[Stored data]
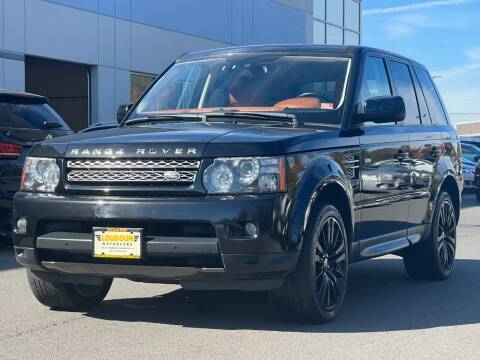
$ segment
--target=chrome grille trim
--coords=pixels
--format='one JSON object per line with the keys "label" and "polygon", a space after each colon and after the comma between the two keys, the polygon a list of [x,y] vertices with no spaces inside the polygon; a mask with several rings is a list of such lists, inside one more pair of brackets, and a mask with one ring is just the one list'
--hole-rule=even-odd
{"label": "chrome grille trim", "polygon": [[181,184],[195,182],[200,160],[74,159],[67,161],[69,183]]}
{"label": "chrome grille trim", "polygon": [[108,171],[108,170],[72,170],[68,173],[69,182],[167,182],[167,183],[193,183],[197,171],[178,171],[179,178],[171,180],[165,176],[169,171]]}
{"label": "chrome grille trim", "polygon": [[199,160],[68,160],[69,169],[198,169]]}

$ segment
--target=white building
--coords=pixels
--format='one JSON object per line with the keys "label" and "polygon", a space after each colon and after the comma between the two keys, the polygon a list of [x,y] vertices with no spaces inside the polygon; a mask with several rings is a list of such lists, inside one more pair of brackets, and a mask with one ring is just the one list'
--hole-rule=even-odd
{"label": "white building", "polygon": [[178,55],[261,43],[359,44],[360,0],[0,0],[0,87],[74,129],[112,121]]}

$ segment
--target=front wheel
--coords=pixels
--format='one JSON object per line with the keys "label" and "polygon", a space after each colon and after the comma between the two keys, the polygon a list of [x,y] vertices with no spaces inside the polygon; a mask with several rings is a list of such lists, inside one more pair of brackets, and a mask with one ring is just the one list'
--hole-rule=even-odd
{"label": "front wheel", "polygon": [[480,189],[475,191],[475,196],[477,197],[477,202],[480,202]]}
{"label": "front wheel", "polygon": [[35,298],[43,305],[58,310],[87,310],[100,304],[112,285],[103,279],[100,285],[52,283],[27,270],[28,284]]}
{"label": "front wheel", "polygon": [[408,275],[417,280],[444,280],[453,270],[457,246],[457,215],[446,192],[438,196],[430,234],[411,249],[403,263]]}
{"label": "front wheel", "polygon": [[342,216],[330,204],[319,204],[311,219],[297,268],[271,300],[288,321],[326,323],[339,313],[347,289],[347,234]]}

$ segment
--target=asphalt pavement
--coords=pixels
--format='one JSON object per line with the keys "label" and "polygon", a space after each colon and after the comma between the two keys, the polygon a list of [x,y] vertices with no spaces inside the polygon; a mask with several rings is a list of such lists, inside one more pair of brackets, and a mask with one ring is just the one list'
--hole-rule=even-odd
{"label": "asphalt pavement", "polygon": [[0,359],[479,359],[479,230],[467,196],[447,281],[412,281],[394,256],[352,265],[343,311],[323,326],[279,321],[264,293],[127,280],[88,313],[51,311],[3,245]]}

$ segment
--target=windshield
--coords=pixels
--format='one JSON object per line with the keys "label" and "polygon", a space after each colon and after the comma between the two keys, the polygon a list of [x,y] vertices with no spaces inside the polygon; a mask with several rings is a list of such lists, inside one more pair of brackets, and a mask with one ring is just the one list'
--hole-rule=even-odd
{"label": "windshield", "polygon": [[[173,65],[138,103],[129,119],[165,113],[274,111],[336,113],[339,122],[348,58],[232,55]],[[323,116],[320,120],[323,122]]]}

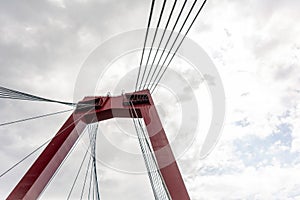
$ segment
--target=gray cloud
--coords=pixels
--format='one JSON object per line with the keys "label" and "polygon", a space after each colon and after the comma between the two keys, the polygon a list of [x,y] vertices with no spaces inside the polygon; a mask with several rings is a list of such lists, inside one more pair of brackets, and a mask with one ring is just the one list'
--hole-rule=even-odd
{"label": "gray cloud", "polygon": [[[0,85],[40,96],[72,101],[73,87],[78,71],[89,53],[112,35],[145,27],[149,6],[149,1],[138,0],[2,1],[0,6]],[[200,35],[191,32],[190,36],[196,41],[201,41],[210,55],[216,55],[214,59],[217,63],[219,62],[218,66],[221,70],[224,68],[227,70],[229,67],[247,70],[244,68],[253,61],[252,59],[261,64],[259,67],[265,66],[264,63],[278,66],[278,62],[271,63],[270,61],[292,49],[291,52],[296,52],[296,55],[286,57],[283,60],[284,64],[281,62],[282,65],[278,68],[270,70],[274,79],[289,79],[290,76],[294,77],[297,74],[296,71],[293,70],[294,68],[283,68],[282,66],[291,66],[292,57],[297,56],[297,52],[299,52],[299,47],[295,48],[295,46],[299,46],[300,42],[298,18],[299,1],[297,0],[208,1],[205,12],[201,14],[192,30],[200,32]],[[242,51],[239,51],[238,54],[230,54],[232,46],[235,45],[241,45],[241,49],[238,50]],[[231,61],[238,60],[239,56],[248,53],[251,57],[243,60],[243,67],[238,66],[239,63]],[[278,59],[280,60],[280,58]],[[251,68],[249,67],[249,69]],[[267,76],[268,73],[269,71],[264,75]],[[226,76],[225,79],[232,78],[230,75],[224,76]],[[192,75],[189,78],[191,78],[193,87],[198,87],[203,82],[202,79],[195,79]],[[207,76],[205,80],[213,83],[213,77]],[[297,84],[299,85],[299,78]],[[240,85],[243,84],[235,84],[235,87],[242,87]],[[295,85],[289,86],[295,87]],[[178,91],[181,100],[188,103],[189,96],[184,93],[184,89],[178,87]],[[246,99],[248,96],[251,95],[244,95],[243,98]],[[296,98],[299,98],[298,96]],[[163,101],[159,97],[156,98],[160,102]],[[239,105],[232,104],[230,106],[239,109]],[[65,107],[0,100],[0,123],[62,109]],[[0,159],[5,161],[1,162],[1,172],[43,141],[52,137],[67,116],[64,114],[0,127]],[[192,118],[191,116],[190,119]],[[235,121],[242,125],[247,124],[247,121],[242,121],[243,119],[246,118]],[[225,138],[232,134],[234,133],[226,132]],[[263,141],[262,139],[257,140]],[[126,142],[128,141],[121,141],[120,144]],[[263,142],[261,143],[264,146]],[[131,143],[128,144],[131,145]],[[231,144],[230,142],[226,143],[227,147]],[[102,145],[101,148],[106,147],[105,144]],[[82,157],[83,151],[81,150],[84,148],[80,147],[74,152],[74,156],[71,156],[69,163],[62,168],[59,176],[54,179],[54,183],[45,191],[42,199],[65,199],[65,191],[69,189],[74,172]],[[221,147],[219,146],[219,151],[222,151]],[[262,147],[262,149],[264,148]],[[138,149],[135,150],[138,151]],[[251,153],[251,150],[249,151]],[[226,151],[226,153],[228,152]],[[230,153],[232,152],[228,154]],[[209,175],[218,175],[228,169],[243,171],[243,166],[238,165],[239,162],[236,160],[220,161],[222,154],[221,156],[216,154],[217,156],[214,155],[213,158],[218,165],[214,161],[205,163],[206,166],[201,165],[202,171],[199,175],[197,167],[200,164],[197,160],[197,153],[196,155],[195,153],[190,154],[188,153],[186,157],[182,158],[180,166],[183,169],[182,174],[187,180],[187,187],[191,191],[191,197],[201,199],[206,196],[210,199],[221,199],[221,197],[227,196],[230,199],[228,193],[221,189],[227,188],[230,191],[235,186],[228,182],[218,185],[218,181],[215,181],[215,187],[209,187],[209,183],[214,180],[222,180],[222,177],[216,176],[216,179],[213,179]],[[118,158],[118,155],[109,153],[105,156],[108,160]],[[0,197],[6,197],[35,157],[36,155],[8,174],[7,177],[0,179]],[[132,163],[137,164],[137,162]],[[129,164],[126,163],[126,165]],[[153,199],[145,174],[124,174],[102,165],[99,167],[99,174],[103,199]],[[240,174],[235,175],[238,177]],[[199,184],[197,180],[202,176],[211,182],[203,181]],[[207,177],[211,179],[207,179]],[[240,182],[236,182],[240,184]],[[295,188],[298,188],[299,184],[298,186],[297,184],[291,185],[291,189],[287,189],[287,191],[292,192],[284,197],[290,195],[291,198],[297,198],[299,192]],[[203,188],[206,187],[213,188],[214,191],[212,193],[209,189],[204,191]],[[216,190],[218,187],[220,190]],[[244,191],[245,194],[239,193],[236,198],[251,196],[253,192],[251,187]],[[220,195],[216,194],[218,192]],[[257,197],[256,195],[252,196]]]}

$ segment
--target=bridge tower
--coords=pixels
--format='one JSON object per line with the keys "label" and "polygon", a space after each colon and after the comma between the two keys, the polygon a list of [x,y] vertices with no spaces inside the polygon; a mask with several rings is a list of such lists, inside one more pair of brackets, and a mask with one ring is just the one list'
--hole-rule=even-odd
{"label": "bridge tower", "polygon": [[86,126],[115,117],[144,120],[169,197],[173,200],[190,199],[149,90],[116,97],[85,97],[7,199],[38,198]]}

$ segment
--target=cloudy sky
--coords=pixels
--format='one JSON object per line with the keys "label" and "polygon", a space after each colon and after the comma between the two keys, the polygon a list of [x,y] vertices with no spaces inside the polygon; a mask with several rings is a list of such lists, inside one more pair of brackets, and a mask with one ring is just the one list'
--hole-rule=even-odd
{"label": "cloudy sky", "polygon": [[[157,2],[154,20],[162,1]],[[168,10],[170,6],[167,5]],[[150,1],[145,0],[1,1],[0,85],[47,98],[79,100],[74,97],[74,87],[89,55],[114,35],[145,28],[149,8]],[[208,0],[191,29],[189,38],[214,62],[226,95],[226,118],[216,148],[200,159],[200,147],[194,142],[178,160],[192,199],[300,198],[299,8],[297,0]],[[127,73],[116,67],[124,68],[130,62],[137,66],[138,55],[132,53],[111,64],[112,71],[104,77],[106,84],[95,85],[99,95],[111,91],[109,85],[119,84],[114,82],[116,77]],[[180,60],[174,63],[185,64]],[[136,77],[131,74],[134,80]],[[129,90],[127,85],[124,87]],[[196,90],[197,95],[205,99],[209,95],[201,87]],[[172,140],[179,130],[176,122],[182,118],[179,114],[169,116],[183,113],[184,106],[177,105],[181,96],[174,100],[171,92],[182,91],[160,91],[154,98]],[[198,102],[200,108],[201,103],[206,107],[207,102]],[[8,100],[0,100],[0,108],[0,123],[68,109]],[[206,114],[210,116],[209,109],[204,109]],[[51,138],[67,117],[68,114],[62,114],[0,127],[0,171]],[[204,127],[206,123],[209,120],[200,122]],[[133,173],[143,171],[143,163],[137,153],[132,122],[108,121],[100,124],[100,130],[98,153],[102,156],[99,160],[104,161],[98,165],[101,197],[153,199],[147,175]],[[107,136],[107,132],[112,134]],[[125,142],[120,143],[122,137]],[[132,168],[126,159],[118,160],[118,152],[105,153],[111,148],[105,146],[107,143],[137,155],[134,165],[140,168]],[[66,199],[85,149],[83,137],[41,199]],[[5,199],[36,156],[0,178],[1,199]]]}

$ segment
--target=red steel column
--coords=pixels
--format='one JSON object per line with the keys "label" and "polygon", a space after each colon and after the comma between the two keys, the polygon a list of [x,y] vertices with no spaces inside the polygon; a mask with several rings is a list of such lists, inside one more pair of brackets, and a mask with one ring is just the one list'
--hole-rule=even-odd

• Your objective: Look through the data above for the string "target" and copy every line where it appears.

• Answer to this problem:
--target=chrome grille trim
--target=white building
--target=front wheel
--target=asphalt pavement
--target=windshield
--target=gray cloud
--target=bridge tower
--target=cloudy sky
--target=red steel column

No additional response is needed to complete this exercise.